What you will do: Without skipping anything, write out each record below exactly.

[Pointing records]

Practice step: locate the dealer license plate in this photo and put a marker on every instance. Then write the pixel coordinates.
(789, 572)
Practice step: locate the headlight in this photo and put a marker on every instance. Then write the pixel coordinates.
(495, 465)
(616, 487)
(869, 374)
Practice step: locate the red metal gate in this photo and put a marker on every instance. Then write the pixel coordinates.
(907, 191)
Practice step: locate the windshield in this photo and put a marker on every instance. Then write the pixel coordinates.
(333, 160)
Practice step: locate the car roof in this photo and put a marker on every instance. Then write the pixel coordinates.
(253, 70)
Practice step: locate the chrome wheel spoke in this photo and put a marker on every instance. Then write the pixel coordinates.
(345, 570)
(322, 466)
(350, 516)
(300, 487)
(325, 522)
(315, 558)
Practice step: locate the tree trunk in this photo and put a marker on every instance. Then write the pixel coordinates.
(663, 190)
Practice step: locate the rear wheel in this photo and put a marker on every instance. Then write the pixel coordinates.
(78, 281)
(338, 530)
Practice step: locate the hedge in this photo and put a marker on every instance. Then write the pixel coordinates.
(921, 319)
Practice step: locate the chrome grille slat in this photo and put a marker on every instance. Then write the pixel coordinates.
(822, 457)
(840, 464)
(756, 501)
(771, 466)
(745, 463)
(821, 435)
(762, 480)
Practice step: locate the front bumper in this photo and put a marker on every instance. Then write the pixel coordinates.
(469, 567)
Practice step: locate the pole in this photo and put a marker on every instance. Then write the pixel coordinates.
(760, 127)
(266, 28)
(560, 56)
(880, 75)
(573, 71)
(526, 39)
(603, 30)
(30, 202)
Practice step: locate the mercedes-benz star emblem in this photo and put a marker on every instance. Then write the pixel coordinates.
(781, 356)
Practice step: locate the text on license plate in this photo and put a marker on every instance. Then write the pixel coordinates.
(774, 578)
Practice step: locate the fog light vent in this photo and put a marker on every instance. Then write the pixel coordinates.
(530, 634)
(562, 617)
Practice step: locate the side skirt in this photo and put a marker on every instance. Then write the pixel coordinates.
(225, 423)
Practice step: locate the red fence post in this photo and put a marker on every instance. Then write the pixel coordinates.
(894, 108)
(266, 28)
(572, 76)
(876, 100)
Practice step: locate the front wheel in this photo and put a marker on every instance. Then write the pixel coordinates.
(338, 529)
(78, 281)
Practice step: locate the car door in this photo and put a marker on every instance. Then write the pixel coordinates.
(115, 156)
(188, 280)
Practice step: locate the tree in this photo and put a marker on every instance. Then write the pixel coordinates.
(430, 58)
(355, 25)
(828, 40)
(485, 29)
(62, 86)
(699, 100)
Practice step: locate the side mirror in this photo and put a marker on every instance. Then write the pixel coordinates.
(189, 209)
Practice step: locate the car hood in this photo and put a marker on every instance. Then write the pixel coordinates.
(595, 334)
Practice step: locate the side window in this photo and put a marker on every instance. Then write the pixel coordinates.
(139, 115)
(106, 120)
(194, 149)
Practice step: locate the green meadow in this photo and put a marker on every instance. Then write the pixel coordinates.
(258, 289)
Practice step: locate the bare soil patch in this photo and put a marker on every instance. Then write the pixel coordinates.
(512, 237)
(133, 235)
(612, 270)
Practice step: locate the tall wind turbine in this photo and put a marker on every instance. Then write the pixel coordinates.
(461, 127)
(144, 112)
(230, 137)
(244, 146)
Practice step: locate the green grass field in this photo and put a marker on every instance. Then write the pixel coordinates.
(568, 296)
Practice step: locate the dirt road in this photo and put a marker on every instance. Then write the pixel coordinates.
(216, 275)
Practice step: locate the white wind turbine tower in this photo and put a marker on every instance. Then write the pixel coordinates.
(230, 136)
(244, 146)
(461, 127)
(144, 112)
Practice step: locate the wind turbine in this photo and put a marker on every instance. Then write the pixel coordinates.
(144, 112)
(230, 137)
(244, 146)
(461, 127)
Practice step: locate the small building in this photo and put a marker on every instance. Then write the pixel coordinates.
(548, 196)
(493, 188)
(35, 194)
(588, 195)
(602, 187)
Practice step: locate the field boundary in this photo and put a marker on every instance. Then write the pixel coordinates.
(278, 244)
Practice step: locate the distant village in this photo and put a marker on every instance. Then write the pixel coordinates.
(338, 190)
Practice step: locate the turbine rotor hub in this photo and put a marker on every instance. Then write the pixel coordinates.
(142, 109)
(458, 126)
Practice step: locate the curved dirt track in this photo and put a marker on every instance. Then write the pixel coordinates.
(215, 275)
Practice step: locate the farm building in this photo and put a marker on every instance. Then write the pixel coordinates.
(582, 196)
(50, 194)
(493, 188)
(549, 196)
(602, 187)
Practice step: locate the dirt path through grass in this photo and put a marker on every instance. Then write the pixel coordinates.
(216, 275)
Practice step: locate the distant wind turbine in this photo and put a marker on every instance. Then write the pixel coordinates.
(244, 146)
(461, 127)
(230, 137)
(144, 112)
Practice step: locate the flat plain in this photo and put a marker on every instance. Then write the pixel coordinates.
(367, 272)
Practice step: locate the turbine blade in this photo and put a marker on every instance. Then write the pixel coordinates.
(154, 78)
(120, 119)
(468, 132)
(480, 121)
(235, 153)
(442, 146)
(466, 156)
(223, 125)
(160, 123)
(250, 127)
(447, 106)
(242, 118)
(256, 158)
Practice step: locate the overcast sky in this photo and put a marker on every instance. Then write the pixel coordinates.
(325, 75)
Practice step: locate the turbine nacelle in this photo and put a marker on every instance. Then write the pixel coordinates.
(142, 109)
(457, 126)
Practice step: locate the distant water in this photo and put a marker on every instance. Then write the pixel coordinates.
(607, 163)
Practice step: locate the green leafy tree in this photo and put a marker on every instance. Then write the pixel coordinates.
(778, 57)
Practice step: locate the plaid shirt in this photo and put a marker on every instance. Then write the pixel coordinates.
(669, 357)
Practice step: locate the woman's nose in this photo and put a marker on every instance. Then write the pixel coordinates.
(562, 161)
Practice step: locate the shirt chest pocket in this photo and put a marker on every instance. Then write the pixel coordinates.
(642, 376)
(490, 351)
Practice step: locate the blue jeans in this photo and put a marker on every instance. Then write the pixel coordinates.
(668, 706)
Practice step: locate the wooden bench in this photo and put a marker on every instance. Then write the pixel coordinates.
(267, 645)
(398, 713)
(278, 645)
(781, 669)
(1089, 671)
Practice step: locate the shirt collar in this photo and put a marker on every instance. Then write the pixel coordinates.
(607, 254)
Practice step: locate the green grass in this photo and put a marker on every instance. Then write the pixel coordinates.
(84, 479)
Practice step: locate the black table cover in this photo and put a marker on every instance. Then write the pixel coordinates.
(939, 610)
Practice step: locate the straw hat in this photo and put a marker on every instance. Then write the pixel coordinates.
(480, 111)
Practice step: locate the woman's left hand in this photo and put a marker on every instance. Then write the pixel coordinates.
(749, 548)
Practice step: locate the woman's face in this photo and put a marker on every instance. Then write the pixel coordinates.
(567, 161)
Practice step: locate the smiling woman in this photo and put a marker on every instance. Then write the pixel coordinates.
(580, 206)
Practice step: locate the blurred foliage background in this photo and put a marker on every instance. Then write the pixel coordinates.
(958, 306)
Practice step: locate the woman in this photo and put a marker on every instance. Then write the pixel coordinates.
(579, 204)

Finished answer:
Practice step: locate the dealer license plate in this photo and put a marker on every instance. Then write the pixel coordinates.
(789, 572)
Practice step: locate the headlight in this photo and put a marker on every instance. Then write the pixel coordinates.
(495, 465)
(616, 487)
(869, 374)
Practice step: locate the red metal gate in this photo and put a marker on every instance. Then write the pixel coordinates.
(907, 191)
Practice step: locate the windshield in this photo and put a marker on every instance. Then write the pixel coordinates.
(333, 160)
Practice step: locate the car roof in this photo and put a marker on every instance. Then write the pixel coordinates.
(253, 70)
Practice step: locate the chrome wheel spoke in this photo and put a marker on every instance. Then write the pixel coordinates.
(345, 570)
(322, 466)
(350, 516)
(300, 487)
(325, 522)
(315, 558)
Practice step: locate the tree trunk in this photo and put a marker on every instance. Then write the pixel coordinates.
(663, 190)
Practice step: locate the rear wheel in this photo and put a marker on every instance. Then write the pixel coordinates.
(78, 281)
(338, 530)
Practice step: locate the hedge in this photo and put a marker on every instance. Then write the pixel coordinates.
(921, 319)
Practice step: locate the chrome grille slat in this photo and put a marker on every instance. Then write the pixel coordinates.
(822, 457)
(840, 464)
(756, 501)
(771, 466)
(745, 463)
(821, 435)
(762, 480)
Practice step: locate the front bumper in this photo and put a marker on every instance. Then write the pixel coordinates.
(469, 567)
Practice step: locate the pole in this photo and put a marker on every instance. Then write the pixel coordinates.
(760, 127)
(266, 28)
(560, 56)
(880, 75)
(573, 71)
(526, 39)
(603, 30)
(30, 202)
Practice step: locate the mercedes-benz star emblem in this photo and put a marker on every instance. Then write the pixel coordinates.
(781, 356)
Practice step: locate the text on license plate in this photo and put a marker on every instance. Then write the pixel coordinates.
(774, 578)
Practice step: locate the fog light vent in this photo and put a marker on every instance. Then write the pixel coordinates.
(530, 634)
(562, 617)
Practice step: locate the side skirt in this photo and put a marker on every instance. Then write the pixel coordinates.
(225, 423)
Practice step: locate the red fence post in this photo and put a marker on every instance. Then write the pixel coordinates.
(894, 108)
(266, 28)
(572, 76)
(876, 100)
Practice step: locate the front wheel in this photo and put a marker on every instance. Then write the pixel coordinates.
(338, 529)
(78, 281)
Practice step: locate the car door in this photo and put a marker on every instance. Then write the pixel coordinates.
(115, 156)
(188, 280)
Practice step: locate the tree in this photo and put a marker on every instance. Then write the pixel coordinates.
(430, 58)
(355, 25)
(828, 40)
(485, 29)
(62, 86)
(699, 100)
Practice step: locate the side mirror in this photo and put a marker on every instance. Then write the pixel coordinates.
(189, 209)
Practice step: locate the car hood in this photo and put a marker on every instance. Then write the pixel coordinates.
(595, 334)
Practice step: locate the side window in this photo and put a marker on every instance. Then write the pixel coordinates.
(139, 115)
(106, 120)
(194, 149)
Practice step: locate the green meadow in this photo and put a marker on every instance. Then write the pixel coordinates.
(258, 289)
Practice step: locate the bare soil patch in this photo and put a marker on every instance. Then write the pixel coordinates.
(512, 237)
(133, 235)
(612, 270)
Practice step: locate the tall wind turbine in this photo and put a marker on every instance. Then write the pixel coordinates.
(461, 127)
(144, 112)
(230, 137)
(244, 146)
Practice step: locate the green grass field in this photo and put a marker on every instance. Then write the pixel coordinates.
(568, 296)
Practice step: locate the dirt road in this photo and put a marker on every instance. Then write the pixel coordinates.
(216, 275)
Practice step: locate the white wind turbine tower in this photo and put a marker on every instance. Then write the pixel coordinates.
(230, 136)
(244, 146)
(461, 127)
(144, 112)
Practice step: locate the wind turbine in this photo and put a marker on every instance. Then write the pixel coordinates.
(144, 112)
(230, 137)
(244, 146)
(461, 127)
Practice step: locate the small building in this photo and put a marker on every instance. Then write the pixel coordinates.
(548, 196)
(493, 188)
(35, 194)
(588, 195)
(602, 187)
Practice step: locate the field boundary in this photo and put a marker on every instance. Then write the pixel coordinates.
(278, 244)
Practice step: locate the distant village in this photo and put a marker on every instance. Then write the pixel coordinates.
(338, 190)
Practice step: locate the turbine rotor hub in this photo and put a marker on every instance. Then write the pixel coordinates.
(142, 109)
(458, 126)
Practice step: locate the curved dirt track in this photo and put a marker on every instance. Then write the pixel coordinates.
(215, 275)
Practice step: locate the farm building in this photo and put a marker on every instance. Then write the pixel coordinates.
(582, 196)
(50, 194)
(493, 188)
(549, 196)
(602, 187)
Practice step: locate the dirt path through grass in this photo and put a marker on every instance. Then write the pixel coordinates.
(216, 275)
Practice step: locate the distant wind turbine in this photo and put a marker on every instance. Then write the pixel coordinates.
(244, 146)
(461, 127)
(230, 137)
(144, 112)
Practice step: locate the flat plain in this photo and put a marker on every instance. Then write the pixel coordinates.
(367, 272)
Practice step: locate the turbine blade in this photo and put a marker on every instance. Then write the pixel coordinates.
(154, 78)
(120, 119)
(468, 132)
(480, 121)
(235, 153)
(442, 146)
(466, 156)
(223, 125)
(160, 123)
(250, 127)
(447, 106)
(242, 118)
(256, 158)
Practice step: locate the overcast sky in this photo and put a marker on every instance. Then write the pixel coordinates.
(325, 75)
Practice step: locate the turbine nacelle in this photo and put a marker on every instance. Then write the pixel coordinates.
(142, 109)
(457, 126)
Practice step: locate the distant water in this photo and put a marker on every instance. Then write the pixel coordinates.
(607, 163)
Practice step: locate the green leafy tree in this photo and put a marker on every instance. Then write the pixel coordinates.
(778, 57)
Practice step: locate the plaid shirt in this photo and put a marker on every instance. Then write the pixel coordinates.
(669, 357)
Practice step: locate the woman's nose in this photo and put a marker on every instance. Then write the pixel coordinates.
(562, 161)
Practice step: locate the shirt chest pocket in this photo and put a marker on every instance. Then write the pixel coordinates.
(642, 376)
(490, 351)
Practice step: locate the blue jeans in this photo and put a marker on every instance. Then write the pixel coordinates.
(668, 706)
Practice step: locate the wooden bench in this photo and put a marker on every instance. Then write the pixel coordinates.
(267, 645)
(398, 713)
(278, 645)
(781, 669)
(1089, 671)
Practice step: locate the shirt collar in this photo and put a marker on every instance. Then write the pixel coordinates.
(607, 254)
Practice step: locate the green grass in this photo and put a marker on every instance. Then write the pixel coordinates.
(84, 479)
Practice step: locate the black table cover in this photo and put a marker on every instance. Then write the pixel coordinates.
(939, 610)
Practice step: locate the straw hat in this photo and put a marker on every instance. Then write the pixel coordinates.
(480, 111)
Practice step: locate the woman's left hand in this photo and put a marker on every instance. Then write the pixel coordinates.
(749, 548)
Practice step: locate the woman's face in this photo and put a marker on every instance. Then write the pixel coordinates.
(567, 161)
Practice step: locate the smiling woman in this photo and put a marker on every instance. Then write the pixel coordinates.
(580, 206)
Practice step: locate the blurred foliage background in this photo and put a marker on every instance. Then write the pixel coordinates.
(958, 306)
Practice step: locate the woman in this photo and put a marker on every instance. Then write the pixel coordinates.
(579, 204)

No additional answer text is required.